Task requirements>
Line by line, return the data exactly as shown.

Data extracted from a collection:
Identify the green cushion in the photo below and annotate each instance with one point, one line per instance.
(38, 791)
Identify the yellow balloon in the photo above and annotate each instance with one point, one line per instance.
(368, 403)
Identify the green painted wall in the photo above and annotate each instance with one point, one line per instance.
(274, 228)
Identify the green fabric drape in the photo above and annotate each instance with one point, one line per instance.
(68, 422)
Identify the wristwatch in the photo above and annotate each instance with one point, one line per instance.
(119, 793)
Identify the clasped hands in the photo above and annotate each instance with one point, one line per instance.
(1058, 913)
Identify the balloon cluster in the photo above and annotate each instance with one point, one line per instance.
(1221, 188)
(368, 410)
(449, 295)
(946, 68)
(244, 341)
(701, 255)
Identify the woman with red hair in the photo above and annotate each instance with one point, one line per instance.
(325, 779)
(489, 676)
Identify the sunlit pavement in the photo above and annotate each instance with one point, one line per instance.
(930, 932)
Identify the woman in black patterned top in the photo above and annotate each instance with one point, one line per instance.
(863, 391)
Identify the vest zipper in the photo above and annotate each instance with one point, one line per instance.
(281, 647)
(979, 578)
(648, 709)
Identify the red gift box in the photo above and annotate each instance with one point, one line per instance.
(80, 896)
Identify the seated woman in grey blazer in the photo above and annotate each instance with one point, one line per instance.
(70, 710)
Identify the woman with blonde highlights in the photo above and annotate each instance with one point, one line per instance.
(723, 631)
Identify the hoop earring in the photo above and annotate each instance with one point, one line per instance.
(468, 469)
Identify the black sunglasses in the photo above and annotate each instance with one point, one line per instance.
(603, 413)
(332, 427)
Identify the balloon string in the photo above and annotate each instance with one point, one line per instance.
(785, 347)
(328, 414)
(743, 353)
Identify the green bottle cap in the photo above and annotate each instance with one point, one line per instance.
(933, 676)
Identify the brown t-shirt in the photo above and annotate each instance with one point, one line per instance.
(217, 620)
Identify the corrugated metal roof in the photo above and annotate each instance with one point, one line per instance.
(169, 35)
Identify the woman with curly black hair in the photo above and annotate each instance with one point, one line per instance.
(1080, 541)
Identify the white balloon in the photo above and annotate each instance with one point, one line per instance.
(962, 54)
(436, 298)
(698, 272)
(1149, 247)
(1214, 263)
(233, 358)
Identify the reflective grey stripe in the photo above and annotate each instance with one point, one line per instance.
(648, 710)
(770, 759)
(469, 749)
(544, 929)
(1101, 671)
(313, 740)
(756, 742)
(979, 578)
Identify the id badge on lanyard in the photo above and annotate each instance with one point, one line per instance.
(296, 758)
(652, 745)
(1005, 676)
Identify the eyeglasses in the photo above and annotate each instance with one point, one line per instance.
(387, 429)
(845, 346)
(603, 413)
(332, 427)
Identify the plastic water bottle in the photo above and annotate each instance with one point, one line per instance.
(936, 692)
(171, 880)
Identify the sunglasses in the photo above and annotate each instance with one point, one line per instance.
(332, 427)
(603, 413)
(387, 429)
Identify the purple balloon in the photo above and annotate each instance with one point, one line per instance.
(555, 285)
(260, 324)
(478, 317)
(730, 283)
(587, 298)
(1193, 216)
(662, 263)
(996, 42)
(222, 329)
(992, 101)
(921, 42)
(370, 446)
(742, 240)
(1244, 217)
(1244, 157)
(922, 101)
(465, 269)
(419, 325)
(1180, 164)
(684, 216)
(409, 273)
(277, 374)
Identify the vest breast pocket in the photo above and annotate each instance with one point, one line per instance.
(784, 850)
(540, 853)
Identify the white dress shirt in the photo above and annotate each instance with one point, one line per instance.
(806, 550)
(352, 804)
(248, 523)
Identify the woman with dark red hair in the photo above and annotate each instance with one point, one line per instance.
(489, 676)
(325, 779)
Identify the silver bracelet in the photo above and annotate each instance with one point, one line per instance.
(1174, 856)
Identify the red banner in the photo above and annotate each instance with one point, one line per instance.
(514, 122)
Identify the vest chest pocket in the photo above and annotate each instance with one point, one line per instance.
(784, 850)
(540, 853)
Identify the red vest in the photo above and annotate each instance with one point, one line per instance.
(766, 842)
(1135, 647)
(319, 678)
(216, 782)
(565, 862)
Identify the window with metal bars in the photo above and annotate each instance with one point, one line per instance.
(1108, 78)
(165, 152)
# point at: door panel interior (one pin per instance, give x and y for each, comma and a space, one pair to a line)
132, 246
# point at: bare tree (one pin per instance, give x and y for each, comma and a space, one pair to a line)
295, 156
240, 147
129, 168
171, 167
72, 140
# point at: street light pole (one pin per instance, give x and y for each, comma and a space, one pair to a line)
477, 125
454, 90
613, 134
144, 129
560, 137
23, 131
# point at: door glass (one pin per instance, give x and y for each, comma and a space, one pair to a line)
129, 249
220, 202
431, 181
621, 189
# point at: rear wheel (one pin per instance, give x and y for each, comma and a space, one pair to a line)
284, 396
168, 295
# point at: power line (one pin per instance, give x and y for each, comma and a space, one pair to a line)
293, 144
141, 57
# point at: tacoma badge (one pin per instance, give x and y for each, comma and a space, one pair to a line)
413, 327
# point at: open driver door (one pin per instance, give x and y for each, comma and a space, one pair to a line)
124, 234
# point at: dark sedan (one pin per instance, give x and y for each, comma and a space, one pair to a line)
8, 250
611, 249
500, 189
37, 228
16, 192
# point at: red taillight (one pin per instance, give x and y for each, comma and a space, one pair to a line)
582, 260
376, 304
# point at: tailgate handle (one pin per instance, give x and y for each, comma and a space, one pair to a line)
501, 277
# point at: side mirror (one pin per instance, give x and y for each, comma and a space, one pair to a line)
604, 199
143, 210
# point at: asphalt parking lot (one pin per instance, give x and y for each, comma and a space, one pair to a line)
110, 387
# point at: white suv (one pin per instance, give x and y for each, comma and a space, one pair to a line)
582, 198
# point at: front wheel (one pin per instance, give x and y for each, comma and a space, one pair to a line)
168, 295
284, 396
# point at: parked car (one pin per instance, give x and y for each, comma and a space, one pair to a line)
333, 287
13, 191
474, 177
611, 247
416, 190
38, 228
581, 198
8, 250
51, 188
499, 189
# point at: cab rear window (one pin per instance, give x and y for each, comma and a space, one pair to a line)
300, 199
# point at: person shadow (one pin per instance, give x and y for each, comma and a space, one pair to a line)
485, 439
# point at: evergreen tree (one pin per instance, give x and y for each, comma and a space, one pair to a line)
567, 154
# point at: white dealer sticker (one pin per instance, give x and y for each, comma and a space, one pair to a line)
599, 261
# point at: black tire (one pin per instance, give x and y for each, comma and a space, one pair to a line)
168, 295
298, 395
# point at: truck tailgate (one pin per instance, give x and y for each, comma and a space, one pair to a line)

Solution to this exercise>
Identify the green cushion in the photo below and annotate each instance with one point, one line per instance.
(38, 791)
Identify the yellow balloon in the photo above and annotate each instance with one point, one line per instance.
(368, 403)
Identify the green painted wall in the photo above and annotate each instance with one point, one line per instance.
(274, 228)
Identify the green fabric drape in the photo above and annotate each instance with one point, one line per instance.
(68, 422)
Identify the wristwatch in the photo above and annotate each instance with one point, one line per instance.
(119, 793)
Identify the clasped hands in the photo above and annotate each instance with one point, one line per instance.
(1058, 913)
Identify the balloon cluster in the photo above and annotate each instance with one point, one line per instance.
(1221, 188)
(368, 410)
(449, 295)
(946, 68)
(244, 341)
(701, 255)
Identify the woman with red hair in the photo above and annotate each instance with one point, one line per instance.
(325, 779)
(489, 676)
Identify the sunlit pavement in the photo above and annotate each instance with one point, one line per instance.
(930, 932)
Identify the woman in black patterned top in the photo above and annotate each instance with one point, one line per instance.
(863, 391)
Identify the vest zipper in the photo above and annotate each instance with one point, one line per instance.
(281, 647)
(979, 578)
(648, 709)
Identify the red gift box in the photo above and annotate each instance with one point, one line per instance.
(80, 896)
Identify the seated woman in grey blazer in the photo above and annotate each instance with one point, one line per instance.
(70, 710)
Identify the woman with blonde highlights in the photo above and annotate each instance with one point, one line per instance.
(723, 631)
Identify the hoop earring in the photo above and annotate each instance with one point, one line per instance.
(468, 469)
Identify the black sunglasses in the photo above and annotate each instance with one point, one line per instance.
(603, 413)
(332, 427)
Identify the balloon string in the photo above and annotate each instance with one point, one line per instance.
(785, 347)
(328, 414)
(743, 353)
Identify the green bottle cap in the photo above and annotate each instance with one point, one line per instance.
(933, 676)
Identify the brown t-shirt in the photo above and annotate each instance with one point, one line per instance.
(217, 620)
Identify the corrugated metal roof in the photo above and annotate each instance with one point, one line per instance.
(169, 35)
Identify the woman with curly black hair in the photo above and annotate each instance with one point, one line per instance.
(1080, 541)
Identify the white balloon in the photo above and annotate each instance with one point, one line per instance.
(962, 54)
(436, 298)
(698, 272)
(1149, 247)
(1214, 263)
(233, 358)
Identify the reflective grey stripe in the photo above and annotate each instance with one point, one line per instance.
(648, 710)
(770, 759)
(469, 749)
(544, 929)
(1101, 671)
(313, 740)
(756, 742)
(979, 578)
Identify the id badge on lanyard in the photo above and annotate each instance with one point, one line per instance.
(296, 758)
(652, 745)
(1005, 676)
Identify the eyeglasses in the photo above and annotate each instance with one point, one line per instance.
(387, 429)
(845, 346)
(603, 413)
(332, 427)
Identify the plastic water bottle in the photo above and annotate each instance with one point, one line per instance.
(936, 692)
(171, 880)
Identify the sunglasses in the photo above and annotate each instance with one point, one line per instance.
(332, 427)
(603, 413)
(387, 429)
Identify the purple balloon in the photo above and annotate each instance with one point, one line per instance.
(555, 285)
(260, 324)
(478, 317)
(730, 283)
(587, 298)
(1193, 216)
(662, 263)
(996, 42)
(222, 329)
(992, 101)
(921, 42)
(370, 446)
(742, 240)
(1244, 217)
(1244, 157)
(922, 101)
(465, 269)
(419, 325)
(1180, 164)
(684, 216)
(409, 273)
(277, 374)
Identify the vest breast pocket in the photo above and annotate each instance with one point, one line per instance.
(784, 850)
(540, 853)
Identify the white dress shirt in the photo above and annotate each instance with one point, one line per instance.
(806, 550)
(352, 804)
(248, 523)
Identify the woman with dark red hair in the photo above and annotate each instance with one point, one line per instance.
(489, 676)
(325, 779)
Identify the silver bracelet in the photo above and annotate each instance with one point, one line per instance.
(1174, 856)
Identify the red banner in the photo above and annotate each instance with one point, one line per instance.
(514, 122)
Identify the vest chest pocket in the photo above and annotate each instance with one point, one line per instance.
(784, 850)
(540, 853)
Identify the red vest in the photo above and annotate each instance with one point, one line per instance.
(766, 842)
(1135, 647)
(319, 678)
(216, 782)
(565, 862)
Identify the window with metal bars in the photo above and annotate each instance with one point, one line per instance.
(1108, 78)
(165, 152)
# point at: door panel interior (one pin per instance, give x and y for each, comma and a space, one pair to a line)
132, 246
# point at: bare tree (one pin per instance, give x and y for each, comma and a space, one pair to a line)
295, 156
240, 147
129, 168
171, 167
72, 140
# point at: street light pole (one pin per instance, give x and y for each, comma and a space, one pair to a line)
477, 125
454, 90
613, 134
144, 129
560, 137
23, 131
# point at: door glass (one pin per instance, give x and y for each, comma and a space, one pair to a line)
129, 249
220, 202
431, 181
621, 189
# point at: rear wheel (one pin per instance, give x and y for each, comma and a space, one pair to a line)
284, 396
168, 295
# point at: power line (one pin per instance, give x and y for each, comma and a space, one pair to a line)
293, 144
141, 57
# point at: tacoma badge (one pin per instance, give x and y for each, comma and a space, one pair to a line)
413, 327
# point at: open driver door (one pin per instance, give x and y for each, comma and a space, one pair to a line)
124, 234
# point at: dark sedan (one pin per instance, give x and y for each, comma and a space, one pair to a line)
8, 250
611, 249
500, 189
37, 228
16, 192
# point at: red taillight (one pin per instance, give x and y for each, comma and a space, one pair to a line)
582, 260
376, 304
# point at: tailgate handle (one pin per instance, give x and y for each, comma and a space, one pair to a line)
501, 277
# point at: side mirror (one pin per instance, give x and y for each, comma and a space, one pair to a line)
604, 199
143, 210
# point at: asphalt parking lot (one pin per instance, give x and y for each, comma and a space, one pair to a line)
110, 387
# point at: white suv (one pin per instance, give x and y for each, comma and a space, one pair to a line)
582, 198
# point at: front wheel (one pin per instance, give x and y for each, comma and a space, one pair to a line)
168, 295
284, 396
# point at: parked car (one pin per instance, give x and y for each, comma and a space, one pair to a line)
333, 287
13, 191
474, 177
611, 247
416, 190
38, 228
581, 198
8, 250
51, 188
499, 189
# point at: cab rear window (one pin per instance, give x and y for each, comma and a space, one pair to a line)
300, 199
# point at: person shadow (one pin per instance, give x and y for each, comma and a space, one pair to a line)
485, 439
# point at: evergreen tree (one pin per instance, give x and y for each, comma and a space, one pair to a line)
567, 154
# point at: white dealer sticker (one pin per instance, give x and y for each, comma and a space, one pair to a line)
599, 261
# point at: black tire (one pin per instance, give x and y for each, comma and a space, one pair to a line)
168, 295
298, 395
# point at: truck tailgate (one pin per instance, give x and y for each, comma and a space, one pair to a line)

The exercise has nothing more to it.